▶ **Goal of the exercise**
Please find every line below that contains the word "drift" and copy each of those lines.

▶ **Provided entries**
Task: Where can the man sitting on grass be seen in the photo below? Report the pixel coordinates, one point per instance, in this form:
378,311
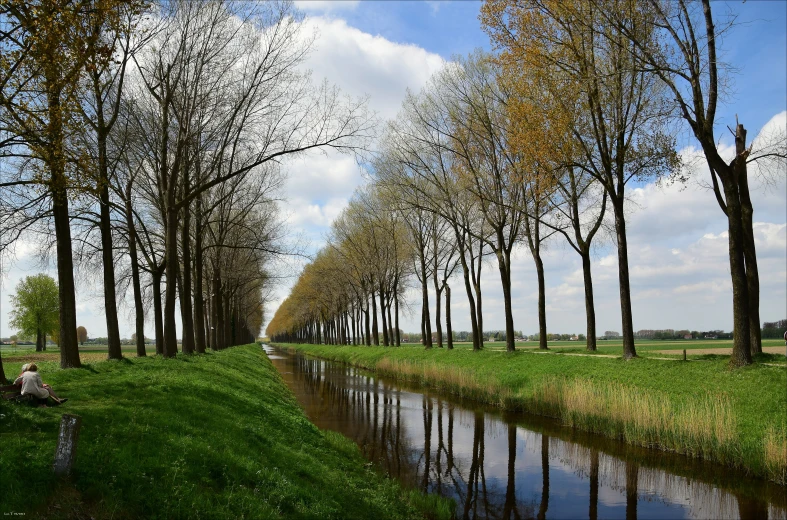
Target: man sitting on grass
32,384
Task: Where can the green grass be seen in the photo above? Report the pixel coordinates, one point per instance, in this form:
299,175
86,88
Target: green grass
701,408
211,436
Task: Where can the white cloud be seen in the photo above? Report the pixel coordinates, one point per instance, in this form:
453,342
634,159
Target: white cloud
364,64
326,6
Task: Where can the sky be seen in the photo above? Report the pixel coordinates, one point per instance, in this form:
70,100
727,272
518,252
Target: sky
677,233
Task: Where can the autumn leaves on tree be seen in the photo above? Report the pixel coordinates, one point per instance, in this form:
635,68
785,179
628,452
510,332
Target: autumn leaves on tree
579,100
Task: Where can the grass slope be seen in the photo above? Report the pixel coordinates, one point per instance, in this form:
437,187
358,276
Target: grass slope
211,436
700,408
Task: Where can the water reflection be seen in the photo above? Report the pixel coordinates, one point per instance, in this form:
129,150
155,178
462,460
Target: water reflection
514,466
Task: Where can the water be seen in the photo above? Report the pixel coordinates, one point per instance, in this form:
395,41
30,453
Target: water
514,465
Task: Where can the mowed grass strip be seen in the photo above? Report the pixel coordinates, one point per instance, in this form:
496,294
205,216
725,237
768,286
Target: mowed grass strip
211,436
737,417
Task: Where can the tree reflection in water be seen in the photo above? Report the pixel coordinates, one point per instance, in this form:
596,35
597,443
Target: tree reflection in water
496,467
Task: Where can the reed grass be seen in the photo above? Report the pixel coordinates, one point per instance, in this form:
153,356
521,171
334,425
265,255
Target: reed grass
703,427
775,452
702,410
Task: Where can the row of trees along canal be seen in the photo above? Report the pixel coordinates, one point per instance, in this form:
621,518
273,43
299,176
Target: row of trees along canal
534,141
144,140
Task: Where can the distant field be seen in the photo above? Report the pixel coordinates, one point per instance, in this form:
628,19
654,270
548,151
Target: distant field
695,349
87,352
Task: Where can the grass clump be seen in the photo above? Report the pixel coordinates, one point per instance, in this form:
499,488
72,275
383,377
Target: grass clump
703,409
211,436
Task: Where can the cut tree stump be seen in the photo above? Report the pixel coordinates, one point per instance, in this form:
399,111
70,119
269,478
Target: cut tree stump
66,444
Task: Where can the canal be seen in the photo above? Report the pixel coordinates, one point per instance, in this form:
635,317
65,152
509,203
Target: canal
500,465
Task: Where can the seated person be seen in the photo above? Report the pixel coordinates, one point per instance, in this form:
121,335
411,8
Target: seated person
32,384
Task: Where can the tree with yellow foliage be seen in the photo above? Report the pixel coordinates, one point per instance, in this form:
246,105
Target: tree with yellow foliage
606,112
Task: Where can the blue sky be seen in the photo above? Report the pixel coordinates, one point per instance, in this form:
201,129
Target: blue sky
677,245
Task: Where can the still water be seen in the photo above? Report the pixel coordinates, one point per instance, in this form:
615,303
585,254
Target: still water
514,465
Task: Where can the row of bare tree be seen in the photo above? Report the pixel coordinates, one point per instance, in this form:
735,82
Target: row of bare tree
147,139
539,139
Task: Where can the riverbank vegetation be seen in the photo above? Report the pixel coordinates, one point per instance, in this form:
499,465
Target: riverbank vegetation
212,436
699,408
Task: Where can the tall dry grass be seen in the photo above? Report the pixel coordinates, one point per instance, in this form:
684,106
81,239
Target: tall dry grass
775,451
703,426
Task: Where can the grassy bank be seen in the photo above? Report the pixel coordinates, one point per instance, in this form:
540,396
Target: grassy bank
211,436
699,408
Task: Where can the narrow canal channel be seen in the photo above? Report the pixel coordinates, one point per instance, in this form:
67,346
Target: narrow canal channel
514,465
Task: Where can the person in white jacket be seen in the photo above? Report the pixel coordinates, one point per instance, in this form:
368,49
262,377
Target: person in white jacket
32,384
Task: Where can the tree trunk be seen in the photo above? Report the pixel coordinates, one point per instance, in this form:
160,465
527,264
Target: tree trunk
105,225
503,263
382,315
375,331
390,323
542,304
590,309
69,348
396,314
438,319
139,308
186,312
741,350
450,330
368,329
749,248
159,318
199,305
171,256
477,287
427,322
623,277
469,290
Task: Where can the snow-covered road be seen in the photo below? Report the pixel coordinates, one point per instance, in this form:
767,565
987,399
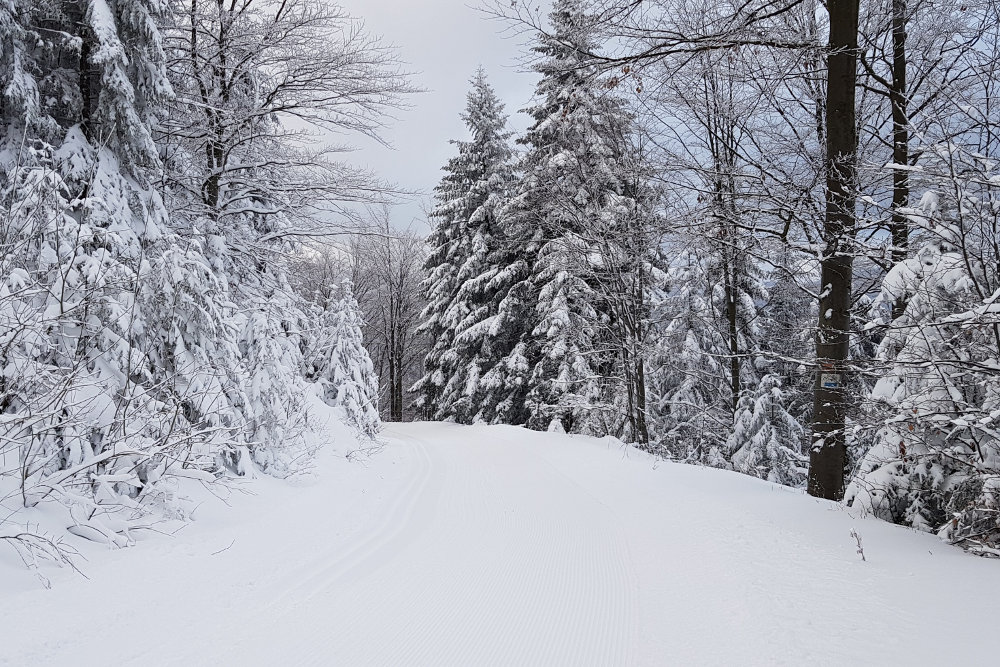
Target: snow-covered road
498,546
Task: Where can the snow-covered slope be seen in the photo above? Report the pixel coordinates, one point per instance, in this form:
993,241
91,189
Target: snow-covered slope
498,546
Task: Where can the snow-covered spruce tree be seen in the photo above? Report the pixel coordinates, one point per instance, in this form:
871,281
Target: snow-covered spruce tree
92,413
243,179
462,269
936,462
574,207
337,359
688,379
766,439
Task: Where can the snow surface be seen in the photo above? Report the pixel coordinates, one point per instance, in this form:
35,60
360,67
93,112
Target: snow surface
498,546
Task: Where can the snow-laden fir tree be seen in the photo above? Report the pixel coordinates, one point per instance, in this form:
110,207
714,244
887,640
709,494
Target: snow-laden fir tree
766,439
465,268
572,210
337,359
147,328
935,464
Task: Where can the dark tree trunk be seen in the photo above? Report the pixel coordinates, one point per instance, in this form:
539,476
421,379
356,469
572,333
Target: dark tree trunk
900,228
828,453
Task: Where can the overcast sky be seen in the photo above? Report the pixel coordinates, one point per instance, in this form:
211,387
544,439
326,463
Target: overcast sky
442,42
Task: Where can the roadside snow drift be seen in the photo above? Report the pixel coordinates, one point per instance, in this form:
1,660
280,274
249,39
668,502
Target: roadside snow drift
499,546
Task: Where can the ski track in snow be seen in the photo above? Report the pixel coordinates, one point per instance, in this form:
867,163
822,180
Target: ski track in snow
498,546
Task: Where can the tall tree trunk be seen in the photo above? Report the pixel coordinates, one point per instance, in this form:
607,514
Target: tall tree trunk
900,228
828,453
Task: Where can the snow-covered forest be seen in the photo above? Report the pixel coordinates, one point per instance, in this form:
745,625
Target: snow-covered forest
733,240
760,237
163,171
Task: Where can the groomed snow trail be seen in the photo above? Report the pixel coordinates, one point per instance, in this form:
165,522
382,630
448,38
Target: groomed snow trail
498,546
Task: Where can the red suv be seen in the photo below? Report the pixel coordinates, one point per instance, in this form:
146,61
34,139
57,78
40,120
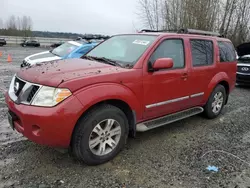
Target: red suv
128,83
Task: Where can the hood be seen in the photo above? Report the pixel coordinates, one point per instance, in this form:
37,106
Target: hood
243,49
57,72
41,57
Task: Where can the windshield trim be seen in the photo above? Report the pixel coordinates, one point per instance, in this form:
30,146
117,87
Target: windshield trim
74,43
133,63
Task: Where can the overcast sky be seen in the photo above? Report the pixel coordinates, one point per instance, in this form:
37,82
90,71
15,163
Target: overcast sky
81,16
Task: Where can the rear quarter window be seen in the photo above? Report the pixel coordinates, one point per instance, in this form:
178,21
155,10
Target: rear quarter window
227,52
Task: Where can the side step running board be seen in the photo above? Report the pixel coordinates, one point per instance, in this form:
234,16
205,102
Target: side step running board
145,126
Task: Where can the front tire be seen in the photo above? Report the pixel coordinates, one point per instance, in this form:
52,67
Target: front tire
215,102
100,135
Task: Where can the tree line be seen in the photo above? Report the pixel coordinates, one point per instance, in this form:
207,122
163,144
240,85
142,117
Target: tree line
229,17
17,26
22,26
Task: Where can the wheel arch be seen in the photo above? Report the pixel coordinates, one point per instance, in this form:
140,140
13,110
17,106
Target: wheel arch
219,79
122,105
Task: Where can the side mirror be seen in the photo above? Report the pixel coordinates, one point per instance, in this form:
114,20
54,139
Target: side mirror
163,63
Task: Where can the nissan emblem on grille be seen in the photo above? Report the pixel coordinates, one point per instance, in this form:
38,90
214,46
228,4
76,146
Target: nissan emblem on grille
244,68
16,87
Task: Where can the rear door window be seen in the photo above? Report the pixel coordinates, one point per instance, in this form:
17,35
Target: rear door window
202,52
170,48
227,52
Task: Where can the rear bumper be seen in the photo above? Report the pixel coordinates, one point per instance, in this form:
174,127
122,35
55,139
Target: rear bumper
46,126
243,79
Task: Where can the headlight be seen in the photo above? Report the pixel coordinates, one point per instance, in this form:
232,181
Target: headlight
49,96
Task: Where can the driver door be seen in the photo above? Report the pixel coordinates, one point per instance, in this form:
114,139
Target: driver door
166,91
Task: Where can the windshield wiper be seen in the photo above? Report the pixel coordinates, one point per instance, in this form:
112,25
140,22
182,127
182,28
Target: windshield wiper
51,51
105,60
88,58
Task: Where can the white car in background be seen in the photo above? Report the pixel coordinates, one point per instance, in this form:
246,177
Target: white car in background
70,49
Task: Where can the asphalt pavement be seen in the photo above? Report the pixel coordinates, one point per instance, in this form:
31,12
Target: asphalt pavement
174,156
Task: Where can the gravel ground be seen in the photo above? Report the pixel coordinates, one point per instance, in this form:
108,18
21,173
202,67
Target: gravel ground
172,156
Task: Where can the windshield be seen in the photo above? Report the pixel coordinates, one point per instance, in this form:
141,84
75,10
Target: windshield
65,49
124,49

* * *

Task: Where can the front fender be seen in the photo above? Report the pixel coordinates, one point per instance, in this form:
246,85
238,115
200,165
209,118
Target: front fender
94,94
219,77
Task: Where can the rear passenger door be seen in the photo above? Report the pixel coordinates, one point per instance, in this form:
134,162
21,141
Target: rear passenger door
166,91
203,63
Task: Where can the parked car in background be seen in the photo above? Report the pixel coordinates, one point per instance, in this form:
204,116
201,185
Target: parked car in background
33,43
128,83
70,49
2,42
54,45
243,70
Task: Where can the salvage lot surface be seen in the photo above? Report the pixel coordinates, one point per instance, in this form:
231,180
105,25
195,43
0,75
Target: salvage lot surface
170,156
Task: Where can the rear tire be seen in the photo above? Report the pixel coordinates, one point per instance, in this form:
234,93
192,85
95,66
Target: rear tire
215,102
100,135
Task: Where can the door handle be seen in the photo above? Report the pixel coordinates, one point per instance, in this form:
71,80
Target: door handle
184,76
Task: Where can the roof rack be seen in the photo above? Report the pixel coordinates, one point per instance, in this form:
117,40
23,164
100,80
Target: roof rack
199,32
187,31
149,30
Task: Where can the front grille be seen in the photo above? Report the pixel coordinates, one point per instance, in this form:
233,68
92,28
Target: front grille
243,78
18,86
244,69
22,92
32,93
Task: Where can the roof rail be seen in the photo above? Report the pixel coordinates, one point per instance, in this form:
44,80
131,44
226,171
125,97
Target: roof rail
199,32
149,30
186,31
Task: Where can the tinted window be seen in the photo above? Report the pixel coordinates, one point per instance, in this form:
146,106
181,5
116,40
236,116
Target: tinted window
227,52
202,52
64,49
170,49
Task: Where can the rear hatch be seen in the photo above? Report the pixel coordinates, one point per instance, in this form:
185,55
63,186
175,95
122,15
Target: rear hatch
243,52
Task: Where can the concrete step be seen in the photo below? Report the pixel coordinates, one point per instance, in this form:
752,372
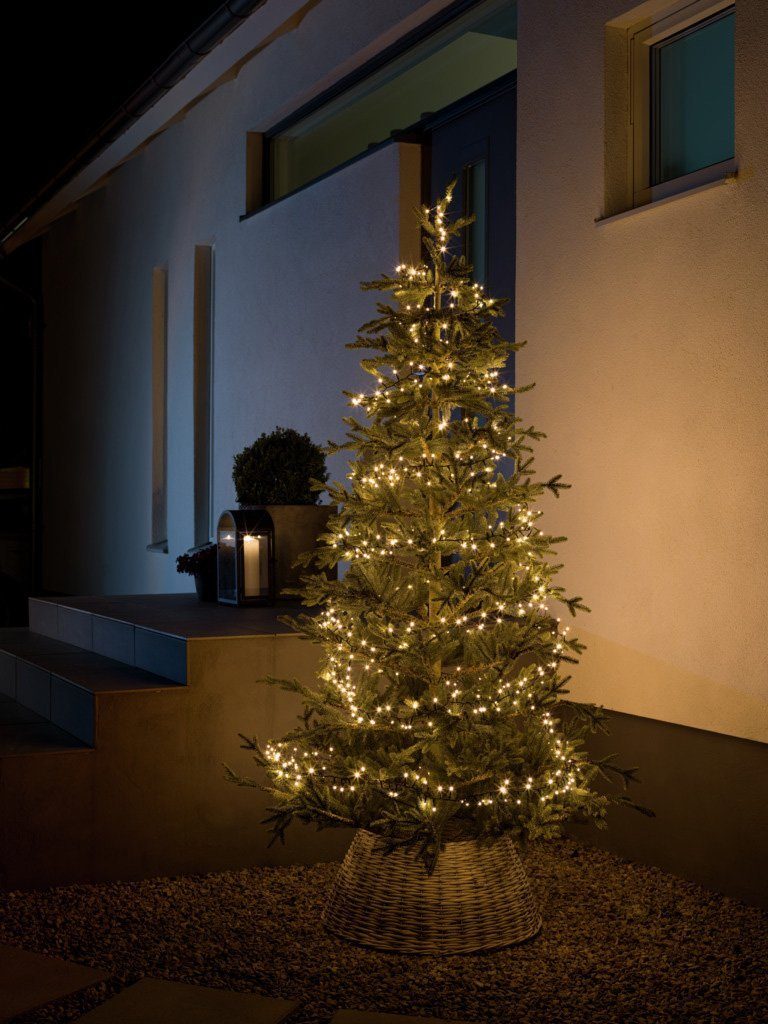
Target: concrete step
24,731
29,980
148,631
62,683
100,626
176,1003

▶ **The result**
Task: Where can the roadside snow drift be seen in the photo above? Report the pixel coordinates, one point per instance, in this form:
Target: roadside snow drift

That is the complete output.